▶ _Directions_:
Reproduce every item below word for word, omitting the pictures.

▶ _Entries supplied_:
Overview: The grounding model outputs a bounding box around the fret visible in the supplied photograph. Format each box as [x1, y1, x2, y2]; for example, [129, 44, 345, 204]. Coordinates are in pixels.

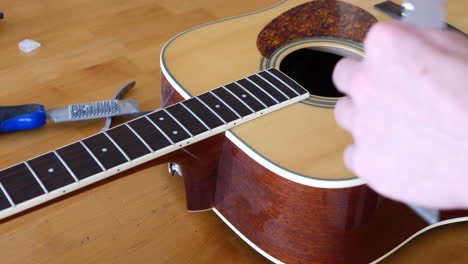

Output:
[105, 125, 151, 160]
[166, 103, 208, 135]
[125, 123, 154, 152]
[180, 102, 211, 130]
[247, 75, 289, 102]
[0, 183, 15, 211]
[162, 109, 193, 137]
[128, 117, 171, 151]
[56, 142, 105, 180]
[266, 68, 307, 95]
[102, 131, 130, 161]
[145, 116, 174, 145]
[0, 163, 45, 204]
[258, 71, 300, 98]
[212, 87, 253, 117]
[148, 110, 190, 143]
[208, 91, 242, 118]
[181, 97, 224, 129]
[53, 150, 79, 182]
[198, 93, 239, 123]
[82, 133, 128, 170]
[221, 86, 255, 113]
[236, 79, 277, 107]
[23, 161, 49, 193]
[244, 78, 280, 104]
[80, 140, 106, 171]
[224, 83, 267, 112]
[26, 152, 75, 192]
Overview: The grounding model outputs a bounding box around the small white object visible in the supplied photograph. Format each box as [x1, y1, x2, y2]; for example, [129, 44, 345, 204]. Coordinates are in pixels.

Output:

▶ _The completed task_:
Overview: The grounding model outputs a bounding box around the fret visible in the supplied photograph. Format each box as [x1, y1, x2, y2]; for example, [129, 44, 345, 204]. Coordinates are in pixels.


Output:
[105, 125, 151, 160]
[166, 103, 208, 135]
[125, 123, 154, 152]
[180, 102, 211, 130]
[247, 75, 289, 102]
[0, 183, 15, 211]
[162, 109, 193, 137]
[128, 117, 171, 151]
[56, 142, 105, 180]
[266, 68, 307, 95]
[102, 131, 130, 161]
[145, 116, 174, 145]
[0, 163, 45, 204]
[258, 71, 300, 98]
[212, 87, 253, 117]
[148, 110, 190, 143]
[208, 91, 242, 118]
[181, 97, 224, 129]
[53, 150, 79, 182]
[198, 93, 239, 123]
[82, 133, 128, 170]
[221, 86, 255, 113]
[236, 79, 277, 107]
[23, 161, 49, 193]
[244, 78, 280, 104]
[80, 140, 106, 171]
[224, 83, 267, 112]
[26, 152, 75, 192]
Overview: The grounding model outputs a bounding box around the small white object visible in the supplied photograph. Format each box as [x1, y1, x2, y2]; for example, [129, 44, 345, 204]. Coordinates are in pixels.

Output:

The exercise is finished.